• _Brief_
The records below need retyping in full; give them again exactly.

• _Entries supplied_
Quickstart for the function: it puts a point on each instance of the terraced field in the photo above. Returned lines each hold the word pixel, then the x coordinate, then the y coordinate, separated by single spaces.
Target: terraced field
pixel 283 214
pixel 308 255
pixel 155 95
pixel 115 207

• _Solution to the problem_
Quickstart for the function: it puts a point on each instance of the terraced field in the photo above. Returned lines each hold the word pixel, then the x coordinate, then the y coordinate, separated by single spaces.
Target: terraced field
pixel 283 214
pixel 308 255
pixel 155 95
pixel 115 207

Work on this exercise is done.